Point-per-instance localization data
========================

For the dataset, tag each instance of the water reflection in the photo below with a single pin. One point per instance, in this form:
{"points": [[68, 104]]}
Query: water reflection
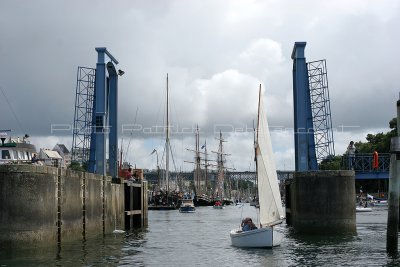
{"points": [[202, 239]]}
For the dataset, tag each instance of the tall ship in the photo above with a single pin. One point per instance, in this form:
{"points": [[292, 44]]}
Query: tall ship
{"points": [[165, 197]]}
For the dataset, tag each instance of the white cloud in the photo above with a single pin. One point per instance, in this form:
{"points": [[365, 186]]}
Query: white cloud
{"points": [[216, 53]]}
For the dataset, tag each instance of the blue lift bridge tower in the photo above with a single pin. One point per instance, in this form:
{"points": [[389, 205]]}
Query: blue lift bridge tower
{"points": [[101, 94], [313, 133]]}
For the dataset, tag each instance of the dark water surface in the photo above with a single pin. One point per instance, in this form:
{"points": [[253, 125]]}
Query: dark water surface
{"points": [[202, 239]]}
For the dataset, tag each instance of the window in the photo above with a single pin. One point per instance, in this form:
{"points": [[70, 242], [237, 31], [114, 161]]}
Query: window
{"points": [[5, 154]]}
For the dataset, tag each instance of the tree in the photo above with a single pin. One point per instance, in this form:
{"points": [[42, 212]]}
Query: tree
{"points": [[379, 141], [331, 163]]}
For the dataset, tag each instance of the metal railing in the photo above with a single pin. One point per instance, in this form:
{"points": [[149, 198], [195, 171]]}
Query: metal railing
{"points": [[362, 162]]}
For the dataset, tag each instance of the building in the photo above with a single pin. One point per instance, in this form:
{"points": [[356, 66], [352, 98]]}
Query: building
{"points": [[50, 157], [64, 153]]}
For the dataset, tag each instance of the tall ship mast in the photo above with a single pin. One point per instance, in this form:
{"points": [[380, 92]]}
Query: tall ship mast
{"points": [[219, 188]]}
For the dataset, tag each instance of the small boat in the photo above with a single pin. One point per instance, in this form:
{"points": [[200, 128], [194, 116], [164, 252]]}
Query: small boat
{"points": [[379, 203], [16, 150], [187, 206], [363, 209], [271, 210], [218, 205]]}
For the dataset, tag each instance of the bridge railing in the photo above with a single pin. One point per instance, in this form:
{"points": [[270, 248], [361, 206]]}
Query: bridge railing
{"points": [[362, 162]]}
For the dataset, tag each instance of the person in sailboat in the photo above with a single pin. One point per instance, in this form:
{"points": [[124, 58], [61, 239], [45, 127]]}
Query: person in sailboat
{"points": [[247, 224]]}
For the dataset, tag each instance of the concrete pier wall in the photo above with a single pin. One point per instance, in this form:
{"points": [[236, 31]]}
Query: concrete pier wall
{"points": [[321, 202], [40, 203]]}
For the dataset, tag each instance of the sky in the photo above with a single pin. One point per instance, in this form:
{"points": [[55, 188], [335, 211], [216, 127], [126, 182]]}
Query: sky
{"points": [[216, 53]]}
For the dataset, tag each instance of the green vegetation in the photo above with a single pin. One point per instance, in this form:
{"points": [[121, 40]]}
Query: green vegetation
{"points": [[379, 141]]}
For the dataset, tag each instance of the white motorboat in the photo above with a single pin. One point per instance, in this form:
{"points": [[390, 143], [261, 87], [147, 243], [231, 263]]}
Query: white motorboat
{"points": [[187, 206]]}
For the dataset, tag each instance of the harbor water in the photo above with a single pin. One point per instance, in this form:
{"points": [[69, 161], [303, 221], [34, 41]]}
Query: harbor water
{"points": [[202, 239]]}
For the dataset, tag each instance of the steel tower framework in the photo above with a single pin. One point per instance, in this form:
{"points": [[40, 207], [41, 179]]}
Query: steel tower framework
{"points": [[321, 110], [84, 99]]}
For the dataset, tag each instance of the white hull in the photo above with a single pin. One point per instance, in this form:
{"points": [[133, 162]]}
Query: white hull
{"points": [[259, 238]]}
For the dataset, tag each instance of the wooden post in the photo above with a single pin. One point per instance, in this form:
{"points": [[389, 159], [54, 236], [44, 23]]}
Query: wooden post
{"points": [[393, 209]]}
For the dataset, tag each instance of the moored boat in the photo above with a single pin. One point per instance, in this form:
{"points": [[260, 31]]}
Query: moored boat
{"points": [[16, 150], [187, 206]]}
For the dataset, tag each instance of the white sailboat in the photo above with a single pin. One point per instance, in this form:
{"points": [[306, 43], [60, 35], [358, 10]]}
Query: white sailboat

========================

● YOUR ASSIGNMENT
Please reproduce the data above word for word, skipping all images.

● THE ANSWER
For the dataset, tag each instance of the water reflection in the photo below with a single pin. One point per instance, in this form:
{"points": [[68, 104]]}
Query: water reflection
{"points": [[202, 239]]}
For the dataset, tag each instance of the tall ship in the photo above with a single pin. One point per instance, in this form:
{"points": [[292, 44]]}
Query: tall ship
{"points": [[165, 197]]}
For the dataset, tag each instance of the white cloud in the photo above with a single pin. One point per instance, in this form:
{"points": [[365, 186]]}
Query: white cloud
{"points": [[216, 53]]}
For the dataset, tag each instance of the blue lift bridge tower in the photo above with a single pin. One point per instance, in this form:
{"points": [[389, 205]]}
Query: blue lift bridge tower
{"points": [[101, 94], [313, 133]]}
For the dataset, tag each instance of the dark water surface in the photo above with a single pin. One point per instance, in this form:
{"points": [[253, 125]]}
Query: dark water surface
{"points": [[202, 239]]}
For the dataset, tag each instance of the window in the photo above with a single pin. One point per instance, in this form:
{"points": [[70, 242], [237, 31], [114, 161]]}
Query: window
{"points": [[5, 154]]}
For the dataset, tag each instance of the tree in the photo above with a single pin. One point per instance, in this form:
{"points": [[42, 212]]}
Query: tree
{"points": [[379, 141], [331, 163]]}
For the dataset, tag each instance of the metal railing in the photo above with a single pin. One point per instance, in this form:
{"points": [[149, 198], [195, 171]]}
Query: metal railing
{"points": [[362, 162]]}
For the dataset, tag each instance of the building in the photo above with a single pin. One point per instance, in this form:
{"points": [[356, 66], [352, 98]]}
Query: building
{"points": [[50, 157], [64, 153]]}
For the dataset, tag each instance of the tall ship mast in the photo above with a single pin. One point per instance, in this form:
{"points": [[380, 92]]}
Query: tall ship mast
{"points": [[219, 188]]}
For the dataset, tag each instance of the small boat in the photo above with a single pin. One point per instance, in this form:
{"points": [[200, 128], [194, 116], [164, 252]]}
Query: small boat
{"points": [[379, 203], [16, 150], [187, 206], [363, 209], [271, 210], [218, 205]]}
For the dataset, tag each instance of the bridge railing in the photo above with a single pin. One point per instance, in this form:
{"points": [[270, 248], [361, 206]]}
Query: bridge railing
{"points": [[362, 162]]}
For the dataset, tag each instance of the person in sailboat in the photo above with a single pin. One point per instance, in this form:
{"points": [[124, 58], [61, 239], [45, 127]]}
Query: person in sailboat
{"points": [[247, 224]]}
For the dataset, tag each instance of the concrete pier wall in the photo above with a single pin. One point per instance, in this form:
{"points": [[236, 31]]}
Query: concrete pier wall
{"points": [[321, 202], [40, 203]]}
For the dataset, tag each instance of the sky in the photo above with a single pin. One point per instance, in this form:
{"points": [[55, 188], [335, 211], [216, 127], [126, 182]]}
Query: sky
{"points": [[216, 53]]}
For the dataset, tag each instance of the green vegetation in the photo above with a single pin. One point per instance, in this form:
{"points": [[121, 40]]}
Query: green vegetation
{"points": [[379, 141]]}
For the dataset, tag each instance of the white motorboat in the photo above with a single pin. One point per instance, in this form:
{"points": [[390, 143], [261, 87], [147, 243], [231, 263]]}
Query: white motorboat
{"points": [[187, 206]]}
For the dataset, tag each instance of the harbor water in the photo above with a single pin. One point per instance, in this form:
{"points": [[69, 161], [303, 221], [34, 41]]}
Query: harbor water
{"points": [[202, 239]]}
For the dataset, tag each instance of the steel tower framework in the photo above with a single pin. One point per instance, in this form:
{"points": [[40, 207], [41, 179]]}
Query: steel tower framework
{"points": [[321, 110], [84, 99]]}
For the dataset, tag each instance of the white hull in the photo above with a single pin. One point per instance, in this form:
{"points": [[133, 162]]}
Query: white hull
{"points": [[259, 238]]}
For the dataset, tag each instance of the wooden post in the photo above with a single pin. One point per instance, in this form:
{"points": [[389, 159], [54, 236], [44, 23]]}
Query: wooden post
{"points": [[393, 209]]}
For the dataset, tag each instance of the moored boat in the photo above with a single pin. One point per instance, in this form:
{"points": [[260, 31]]}
Query: moored boat
{"points": [[16, 150], [187, 206]]}
For the dataset, tag each instance of the white sailboat in the photo above with a single pin. One point per instance, in this form:
{"points": [[306, 43], [60, 35], [358, 10]]}
Query: white sailboat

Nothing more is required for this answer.